*Work to complete*: Copy out the lines below word for word, starting at the line that has "Where can you spot the dill plant?" and stopping after the line that has "[(569, 337)]". Leave out any pictures.

"""

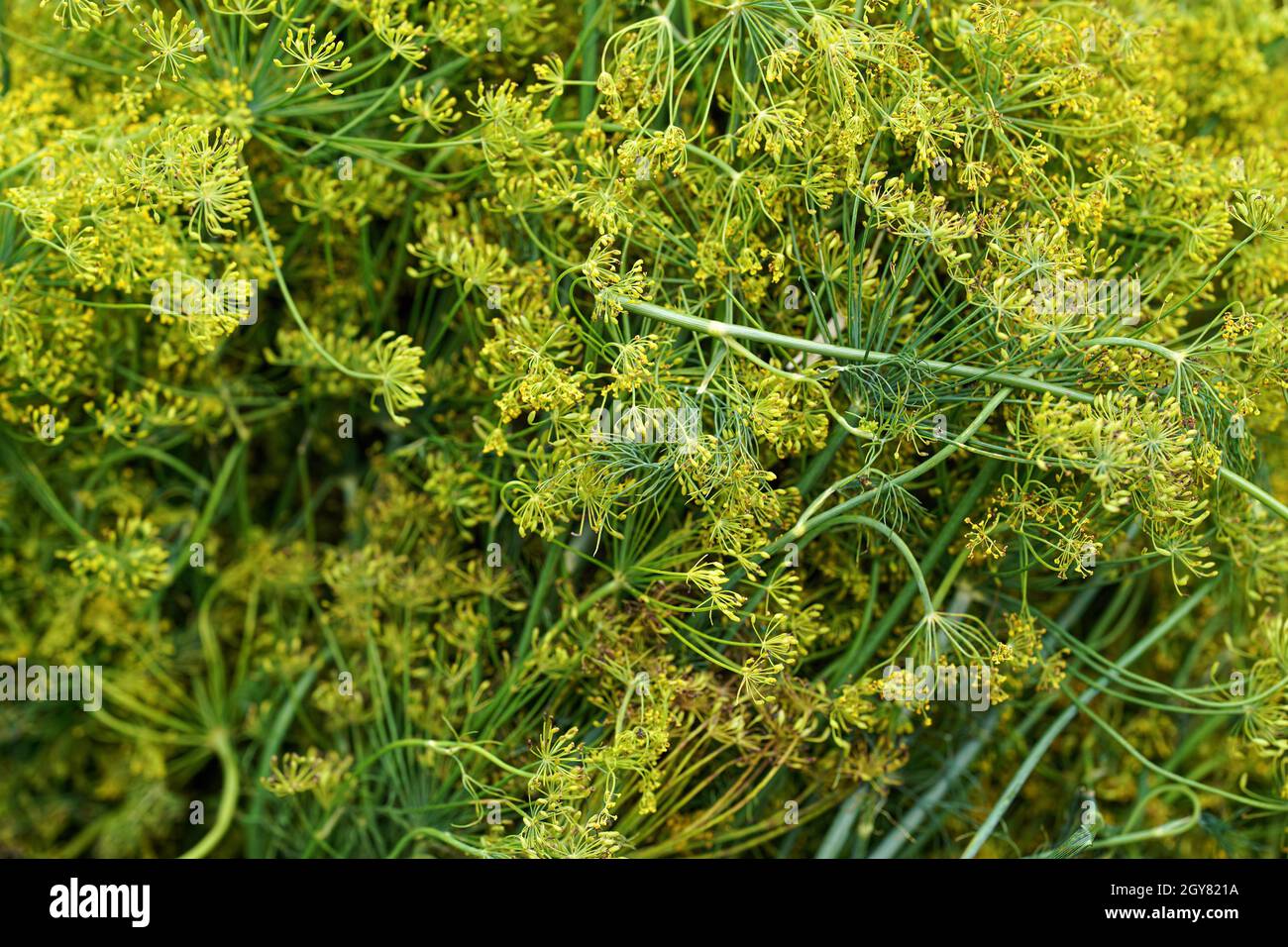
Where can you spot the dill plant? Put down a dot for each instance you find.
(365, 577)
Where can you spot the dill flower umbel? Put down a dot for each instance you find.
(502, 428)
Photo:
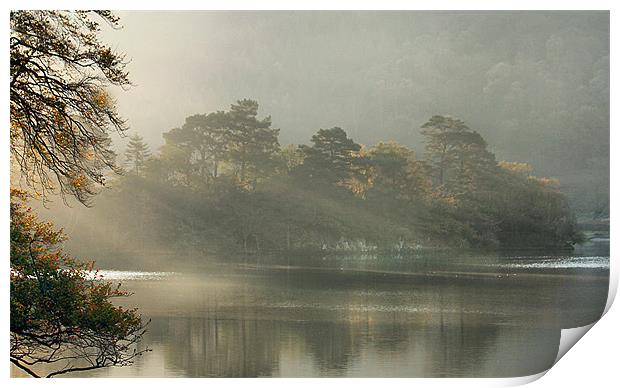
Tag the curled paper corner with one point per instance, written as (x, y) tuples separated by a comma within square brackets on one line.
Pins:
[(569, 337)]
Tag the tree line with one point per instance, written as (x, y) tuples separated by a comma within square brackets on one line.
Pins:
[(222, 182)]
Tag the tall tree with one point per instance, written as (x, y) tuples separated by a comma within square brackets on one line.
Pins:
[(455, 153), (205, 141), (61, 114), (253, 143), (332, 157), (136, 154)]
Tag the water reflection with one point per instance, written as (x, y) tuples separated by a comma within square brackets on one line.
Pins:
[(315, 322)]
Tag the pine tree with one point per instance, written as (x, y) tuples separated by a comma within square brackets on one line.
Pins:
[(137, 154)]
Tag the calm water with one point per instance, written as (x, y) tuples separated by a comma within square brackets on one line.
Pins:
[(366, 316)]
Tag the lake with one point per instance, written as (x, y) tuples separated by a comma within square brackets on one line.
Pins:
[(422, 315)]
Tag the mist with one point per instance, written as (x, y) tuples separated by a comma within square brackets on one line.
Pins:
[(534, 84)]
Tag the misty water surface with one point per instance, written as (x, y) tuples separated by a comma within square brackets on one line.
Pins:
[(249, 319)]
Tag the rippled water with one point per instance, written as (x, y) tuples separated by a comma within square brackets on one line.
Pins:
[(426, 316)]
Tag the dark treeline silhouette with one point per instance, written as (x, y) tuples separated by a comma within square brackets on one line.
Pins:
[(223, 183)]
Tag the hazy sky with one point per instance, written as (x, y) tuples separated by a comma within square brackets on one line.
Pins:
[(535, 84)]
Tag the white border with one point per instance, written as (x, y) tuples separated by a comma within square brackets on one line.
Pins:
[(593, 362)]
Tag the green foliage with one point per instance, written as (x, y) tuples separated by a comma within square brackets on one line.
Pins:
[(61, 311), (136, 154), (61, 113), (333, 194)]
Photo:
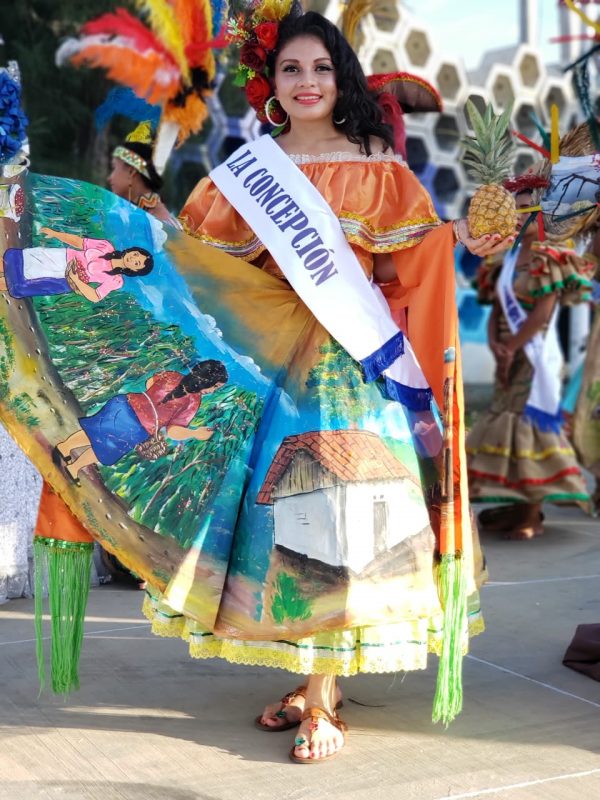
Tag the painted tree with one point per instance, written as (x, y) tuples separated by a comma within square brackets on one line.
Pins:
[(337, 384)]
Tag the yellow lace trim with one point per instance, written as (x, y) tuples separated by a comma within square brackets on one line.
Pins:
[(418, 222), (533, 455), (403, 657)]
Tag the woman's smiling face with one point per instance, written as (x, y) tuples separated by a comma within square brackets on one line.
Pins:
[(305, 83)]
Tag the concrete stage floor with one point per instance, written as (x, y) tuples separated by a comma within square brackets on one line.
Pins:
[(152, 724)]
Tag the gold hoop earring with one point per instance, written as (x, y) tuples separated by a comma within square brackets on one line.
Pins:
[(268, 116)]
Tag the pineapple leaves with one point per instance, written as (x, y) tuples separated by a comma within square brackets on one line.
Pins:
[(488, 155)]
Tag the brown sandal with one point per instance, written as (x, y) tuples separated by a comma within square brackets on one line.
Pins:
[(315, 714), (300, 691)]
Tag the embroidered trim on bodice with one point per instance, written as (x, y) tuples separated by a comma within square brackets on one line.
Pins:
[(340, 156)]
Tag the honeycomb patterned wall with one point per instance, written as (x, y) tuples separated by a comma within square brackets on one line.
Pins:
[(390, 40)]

"""
"""

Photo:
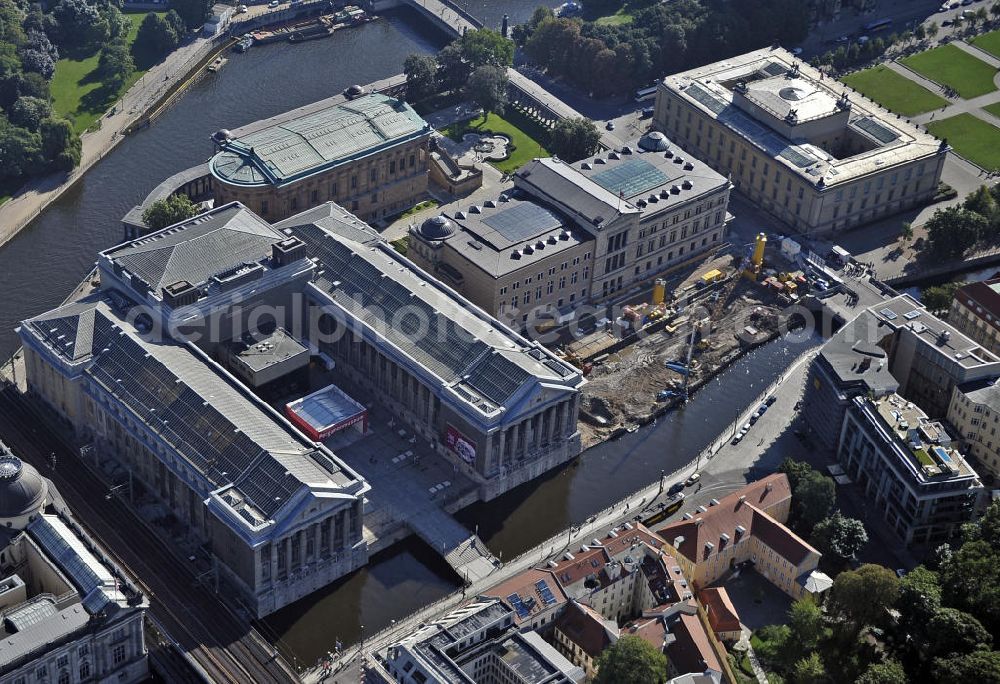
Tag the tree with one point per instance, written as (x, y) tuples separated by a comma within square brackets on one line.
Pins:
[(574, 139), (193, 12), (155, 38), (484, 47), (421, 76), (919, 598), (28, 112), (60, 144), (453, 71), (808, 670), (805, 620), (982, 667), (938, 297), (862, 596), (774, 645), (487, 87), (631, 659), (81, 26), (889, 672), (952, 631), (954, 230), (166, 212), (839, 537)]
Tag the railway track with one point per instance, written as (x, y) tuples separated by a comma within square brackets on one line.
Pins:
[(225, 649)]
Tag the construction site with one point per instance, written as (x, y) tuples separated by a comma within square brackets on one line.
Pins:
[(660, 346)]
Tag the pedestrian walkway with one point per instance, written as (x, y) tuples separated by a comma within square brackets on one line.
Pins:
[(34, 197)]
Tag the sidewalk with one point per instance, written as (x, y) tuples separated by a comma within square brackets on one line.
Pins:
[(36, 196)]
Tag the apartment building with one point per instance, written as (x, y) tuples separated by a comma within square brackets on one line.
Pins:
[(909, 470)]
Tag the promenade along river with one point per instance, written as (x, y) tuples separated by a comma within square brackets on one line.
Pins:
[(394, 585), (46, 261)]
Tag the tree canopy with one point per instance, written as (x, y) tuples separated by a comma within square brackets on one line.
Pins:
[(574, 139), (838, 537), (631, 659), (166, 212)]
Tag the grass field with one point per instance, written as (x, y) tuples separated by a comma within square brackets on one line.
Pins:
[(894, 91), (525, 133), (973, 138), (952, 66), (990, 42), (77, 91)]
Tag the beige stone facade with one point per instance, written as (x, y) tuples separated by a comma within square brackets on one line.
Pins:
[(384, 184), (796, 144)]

"""

*Correct response*:
Where can you spot the dill plant? Put down a dot for each instance you find.
(365, 577)
Where can you spot the dill flower umbel? Put down a dot for each instance you find.
(502, 428)
Photo:
Tag the curled paper corner with one point per instance, written as (x, y) tuples separated by a comma within square brackets on one line.
Pins:
[(569, 337)]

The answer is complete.